Copy the records below word for word, every one of them, leaving out the pictures.

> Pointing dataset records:
————

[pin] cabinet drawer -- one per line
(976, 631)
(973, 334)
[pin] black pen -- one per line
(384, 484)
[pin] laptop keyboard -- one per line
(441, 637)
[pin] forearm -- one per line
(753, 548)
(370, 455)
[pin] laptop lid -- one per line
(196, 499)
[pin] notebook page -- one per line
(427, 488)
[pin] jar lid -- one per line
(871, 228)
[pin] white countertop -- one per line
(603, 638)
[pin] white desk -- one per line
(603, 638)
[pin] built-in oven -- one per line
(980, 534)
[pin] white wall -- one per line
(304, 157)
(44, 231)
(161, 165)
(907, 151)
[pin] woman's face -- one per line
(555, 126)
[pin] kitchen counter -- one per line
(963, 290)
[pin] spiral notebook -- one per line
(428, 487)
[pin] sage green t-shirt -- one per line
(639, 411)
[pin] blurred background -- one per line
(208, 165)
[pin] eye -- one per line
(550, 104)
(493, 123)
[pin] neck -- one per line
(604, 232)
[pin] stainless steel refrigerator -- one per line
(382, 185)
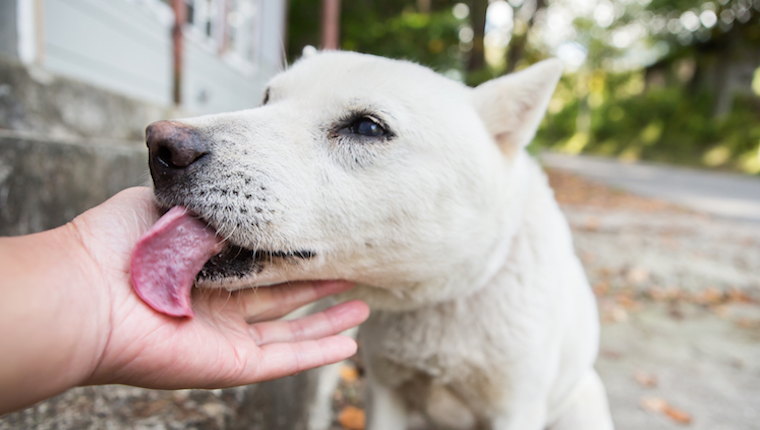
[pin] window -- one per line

————

> WORKED SOLUTION:
[pin] cabinet drawer -- one per line
(976, 631)
(973, 334)
[pin] black pen -- one per line
(384, 484)
[pin] laptop keyboard -- one per line
(441, 637)
[pin] forearm -- one per line
(753, 548)
(370, 455)
[pin] laptop lid -- one per line
(196, 499)
[pin] notebook page -- one per line
(427, 488)
[pin] jar lid -- one per line
(871, 228)
[pin] white countertop -- one per line
(603, 638)
[pin] white desk -- one per line
(603, 638)
[pin] built-in oven -- one per line
(980, 534)
[pin] white wall -- one per line
(304, 157)
(44, 231)
(161, 165)
(907, 151)
[pin] woman's face -- one per line
(555, 126)
[pin] kitchen counter -- one per line
(963, 290)
[pin] spiral notebook -- one per line
(428, 487)
[pin] sage green t-shirt -- one per line
(639, 411)
[pin] blurred background -- one per line
(208, 165)
[pin] eye -- one per line
(550, 104)
(493, 123)
[pin] neck -- one per line
(604, 232)
[pin] stainless steel refrigerator -- one per line
(382, 185)
[pin] window -- one per line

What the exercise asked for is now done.